- **제공 텍스트**:
"""
# NetVLAD Tutorial
아래 코드는 https://github.com/Nanne/pytorch-NetVlad 와, https://github.com/Relja/netvlad 를 검토하여 작성했습니다. 

0. Header 

1. Wholedata dataset load
  - positive_within_thr : Test/Eval 용
  - nontrivial_posisitive : Train용
  - potential_negatives 

2. define Network  

3. First Run  
  - model.eval()+torch.no_grad()
  - store feature_vector of images (query, db)

4. TripletDataset mining
  - set triplet
     --collate_fn (query, positive, negative)

4. Train Epoch, Feature extraction, train network
   - model.train()

5. Back to #.4 . update triplet, especiall feature_vector.
"""
- **제공 데이터**:
"""
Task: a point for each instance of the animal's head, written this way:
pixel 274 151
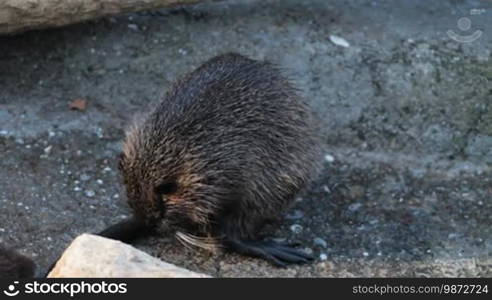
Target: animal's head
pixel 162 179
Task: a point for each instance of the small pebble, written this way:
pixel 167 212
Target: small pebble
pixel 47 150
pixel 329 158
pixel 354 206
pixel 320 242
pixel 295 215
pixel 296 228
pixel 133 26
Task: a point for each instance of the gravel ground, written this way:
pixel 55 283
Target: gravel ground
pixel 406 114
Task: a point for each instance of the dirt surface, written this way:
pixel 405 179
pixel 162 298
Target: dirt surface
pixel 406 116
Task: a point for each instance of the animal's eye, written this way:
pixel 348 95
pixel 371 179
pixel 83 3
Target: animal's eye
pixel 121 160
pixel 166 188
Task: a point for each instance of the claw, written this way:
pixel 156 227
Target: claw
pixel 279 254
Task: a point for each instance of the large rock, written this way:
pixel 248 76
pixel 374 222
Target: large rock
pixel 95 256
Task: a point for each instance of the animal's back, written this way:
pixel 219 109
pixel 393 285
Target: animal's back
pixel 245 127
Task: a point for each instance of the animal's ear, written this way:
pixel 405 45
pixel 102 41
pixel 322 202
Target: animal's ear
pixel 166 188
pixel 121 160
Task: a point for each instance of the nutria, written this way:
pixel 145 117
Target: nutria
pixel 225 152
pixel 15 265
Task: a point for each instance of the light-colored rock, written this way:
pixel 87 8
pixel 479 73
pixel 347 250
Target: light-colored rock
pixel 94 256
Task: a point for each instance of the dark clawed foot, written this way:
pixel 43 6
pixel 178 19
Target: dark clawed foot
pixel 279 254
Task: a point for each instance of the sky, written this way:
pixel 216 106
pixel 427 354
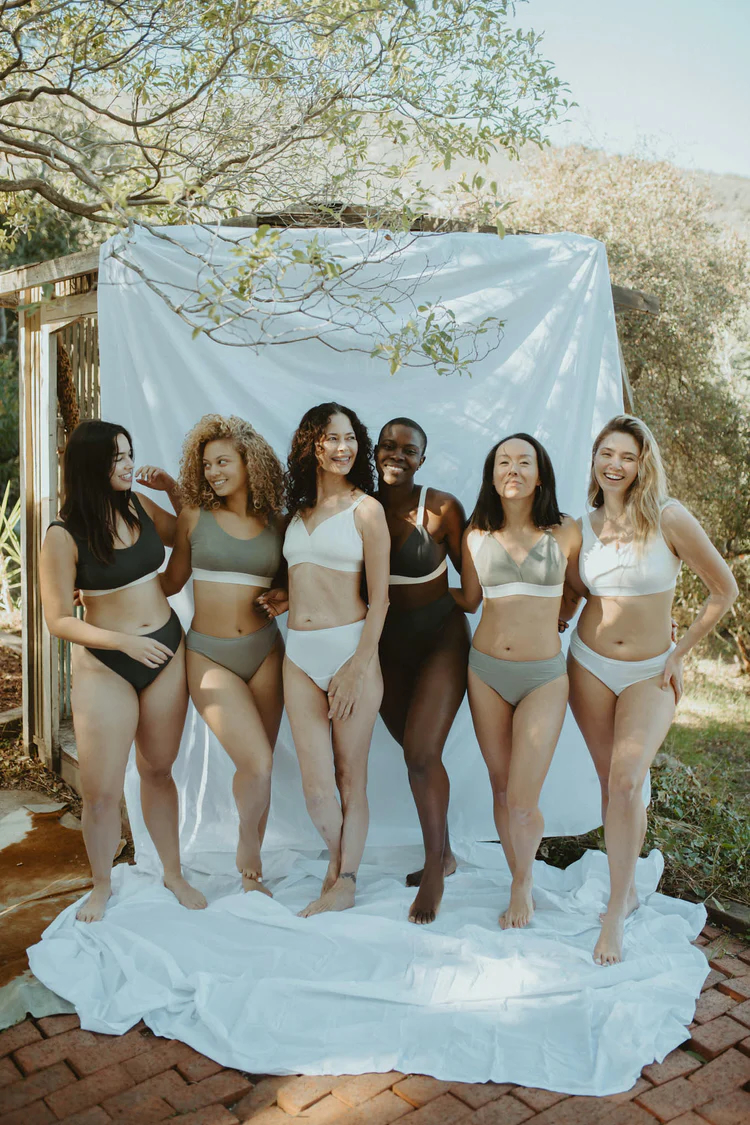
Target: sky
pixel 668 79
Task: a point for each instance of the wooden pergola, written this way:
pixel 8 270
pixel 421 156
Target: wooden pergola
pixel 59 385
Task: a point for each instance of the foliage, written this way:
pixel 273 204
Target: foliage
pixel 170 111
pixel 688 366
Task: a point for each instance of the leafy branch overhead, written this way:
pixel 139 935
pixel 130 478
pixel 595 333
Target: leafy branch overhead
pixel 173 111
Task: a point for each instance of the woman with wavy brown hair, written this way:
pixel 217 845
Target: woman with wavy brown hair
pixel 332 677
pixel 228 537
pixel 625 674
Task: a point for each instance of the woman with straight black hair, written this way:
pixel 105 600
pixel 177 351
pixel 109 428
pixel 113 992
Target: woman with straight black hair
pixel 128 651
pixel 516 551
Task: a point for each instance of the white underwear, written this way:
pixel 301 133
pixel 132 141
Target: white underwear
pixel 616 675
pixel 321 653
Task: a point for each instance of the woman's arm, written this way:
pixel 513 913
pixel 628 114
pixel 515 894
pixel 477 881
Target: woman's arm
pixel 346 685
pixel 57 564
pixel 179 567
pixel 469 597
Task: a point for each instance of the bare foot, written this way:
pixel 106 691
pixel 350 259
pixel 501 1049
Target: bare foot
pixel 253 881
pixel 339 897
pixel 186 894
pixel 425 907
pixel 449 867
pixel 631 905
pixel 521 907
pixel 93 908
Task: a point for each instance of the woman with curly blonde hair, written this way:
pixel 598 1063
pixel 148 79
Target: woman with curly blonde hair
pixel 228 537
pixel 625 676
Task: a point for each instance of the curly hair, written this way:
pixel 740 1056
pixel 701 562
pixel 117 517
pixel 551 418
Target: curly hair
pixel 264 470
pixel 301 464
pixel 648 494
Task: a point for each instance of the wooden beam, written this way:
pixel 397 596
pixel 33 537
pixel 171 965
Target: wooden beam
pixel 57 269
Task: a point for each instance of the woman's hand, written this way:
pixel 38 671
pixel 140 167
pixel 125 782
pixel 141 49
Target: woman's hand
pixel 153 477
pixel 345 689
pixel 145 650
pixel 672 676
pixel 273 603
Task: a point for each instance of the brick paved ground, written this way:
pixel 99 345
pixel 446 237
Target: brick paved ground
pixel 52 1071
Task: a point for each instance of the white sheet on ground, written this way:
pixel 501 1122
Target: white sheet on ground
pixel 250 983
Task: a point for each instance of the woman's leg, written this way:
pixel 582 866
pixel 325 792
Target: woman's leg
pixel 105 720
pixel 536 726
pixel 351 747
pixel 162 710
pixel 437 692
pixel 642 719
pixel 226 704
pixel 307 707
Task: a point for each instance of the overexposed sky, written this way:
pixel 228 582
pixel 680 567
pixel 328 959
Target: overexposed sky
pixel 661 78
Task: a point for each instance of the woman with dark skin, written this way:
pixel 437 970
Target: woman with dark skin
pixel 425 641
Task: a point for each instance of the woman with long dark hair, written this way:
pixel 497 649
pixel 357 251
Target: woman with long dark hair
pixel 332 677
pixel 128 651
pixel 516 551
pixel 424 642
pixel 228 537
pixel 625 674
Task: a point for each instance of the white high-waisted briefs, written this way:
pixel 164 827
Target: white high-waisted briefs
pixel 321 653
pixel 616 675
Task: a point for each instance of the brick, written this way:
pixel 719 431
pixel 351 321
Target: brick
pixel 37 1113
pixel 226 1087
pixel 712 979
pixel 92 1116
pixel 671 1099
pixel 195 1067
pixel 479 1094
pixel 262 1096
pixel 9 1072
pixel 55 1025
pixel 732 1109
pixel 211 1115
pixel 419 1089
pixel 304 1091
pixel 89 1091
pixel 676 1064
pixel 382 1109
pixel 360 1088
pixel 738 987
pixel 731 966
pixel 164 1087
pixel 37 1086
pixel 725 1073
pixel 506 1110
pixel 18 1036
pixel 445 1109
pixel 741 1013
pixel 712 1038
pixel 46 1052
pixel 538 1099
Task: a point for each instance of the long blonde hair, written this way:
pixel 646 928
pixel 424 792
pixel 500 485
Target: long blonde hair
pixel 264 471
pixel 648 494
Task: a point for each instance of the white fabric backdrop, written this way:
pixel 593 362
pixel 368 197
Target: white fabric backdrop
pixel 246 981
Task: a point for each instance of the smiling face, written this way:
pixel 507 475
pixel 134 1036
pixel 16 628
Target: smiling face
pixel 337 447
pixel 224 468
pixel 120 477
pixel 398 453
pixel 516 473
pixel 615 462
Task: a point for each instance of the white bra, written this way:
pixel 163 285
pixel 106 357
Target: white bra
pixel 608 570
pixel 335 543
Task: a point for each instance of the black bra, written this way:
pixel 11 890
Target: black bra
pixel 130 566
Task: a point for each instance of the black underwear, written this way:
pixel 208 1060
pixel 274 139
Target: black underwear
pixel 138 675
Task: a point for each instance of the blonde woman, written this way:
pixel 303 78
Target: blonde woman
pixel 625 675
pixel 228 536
"""
"""
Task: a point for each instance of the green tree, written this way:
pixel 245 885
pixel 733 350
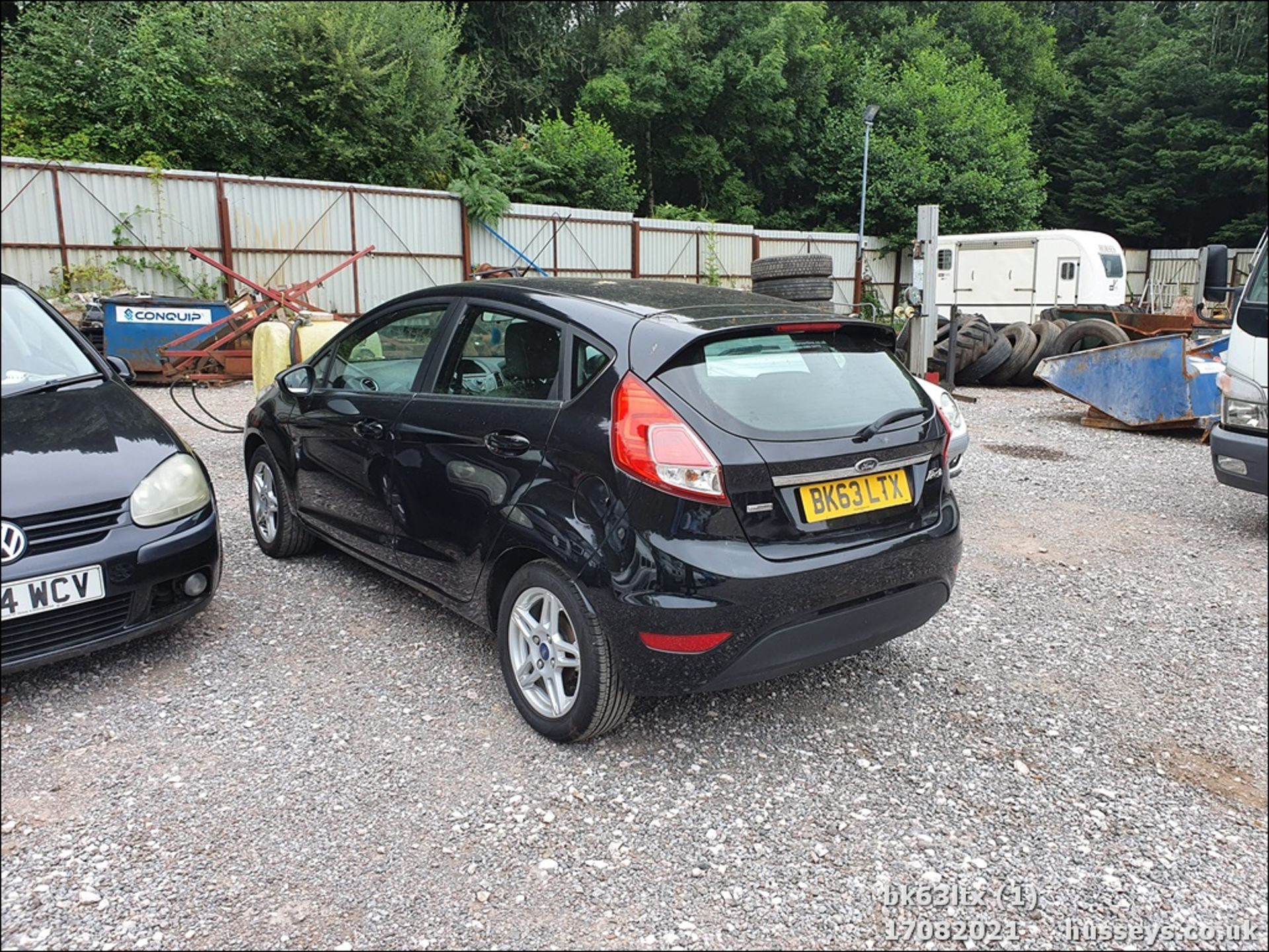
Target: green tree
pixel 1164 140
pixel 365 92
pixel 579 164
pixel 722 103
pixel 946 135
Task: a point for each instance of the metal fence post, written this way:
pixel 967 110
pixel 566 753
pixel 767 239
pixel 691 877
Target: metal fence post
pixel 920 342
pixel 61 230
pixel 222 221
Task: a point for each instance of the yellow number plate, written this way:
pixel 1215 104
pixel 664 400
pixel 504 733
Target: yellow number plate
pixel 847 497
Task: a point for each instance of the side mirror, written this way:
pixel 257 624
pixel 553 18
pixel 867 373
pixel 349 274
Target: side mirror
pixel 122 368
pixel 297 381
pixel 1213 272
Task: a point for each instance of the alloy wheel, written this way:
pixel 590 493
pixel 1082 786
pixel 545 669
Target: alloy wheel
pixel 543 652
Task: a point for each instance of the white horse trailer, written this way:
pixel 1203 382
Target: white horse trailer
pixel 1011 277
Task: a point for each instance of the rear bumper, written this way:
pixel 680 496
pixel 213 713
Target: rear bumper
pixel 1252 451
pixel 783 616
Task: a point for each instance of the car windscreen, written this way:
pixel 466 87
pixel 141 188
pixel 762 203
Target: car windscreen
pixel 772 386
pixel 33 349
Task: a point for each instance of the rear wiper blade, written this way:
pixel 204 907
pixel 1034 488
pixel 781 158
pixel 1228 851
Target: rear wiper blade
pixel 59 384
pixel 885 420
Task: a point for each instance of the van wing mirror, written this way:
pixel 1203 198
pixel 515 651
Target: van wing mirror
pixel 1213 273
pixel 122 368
"""
- **과제 모음**:
**a)** NetVLAD 튜토리얼에서 "1. Wholedata dataset" 구절이 있는 곳부터 "- model.eval()+torch.no_grad()" 구절까지 다시 쓰되, "Wholedata" 표현을 "Full data" 표현으로 업데이트하세요.
**b)** 기록에서 "Task: a point for each instance of the side" 문구가 있는 줄부터 "pixel 1011 277" 문구가 있는 줄까지, 양 끝 줄을 포함해 그대로 옮겨 적어 주세요.

- **과제별 결과**:
**a)**
1. Full data dataset load
  - positive_within_thr : Test/Eval 용
  - nontrivial_posisitive : Train용
  - potential_negatives 

2. define Network  

3. First Run  
  - model.eval()+torch.no_grad()

**b)**
Task: a point for each instance of the side mirror, written this way:
pixel 257 624
pixel 553 18
pixel 867 373
pixel 349 274
Target: side mirror
pixel 122 368
pixel 297 381
pixel 1213 272
Task: a point for each instance of the alloy wheel, written this way:
pixel 590 493
pixel 1082 786
pixel 545 669
Target: alloy wheel
pixel 543 652
Task: a point for each instance of the white horse trailer, written this way:
pixel 1203 382
Target: white horse trailer
pixel 1011 277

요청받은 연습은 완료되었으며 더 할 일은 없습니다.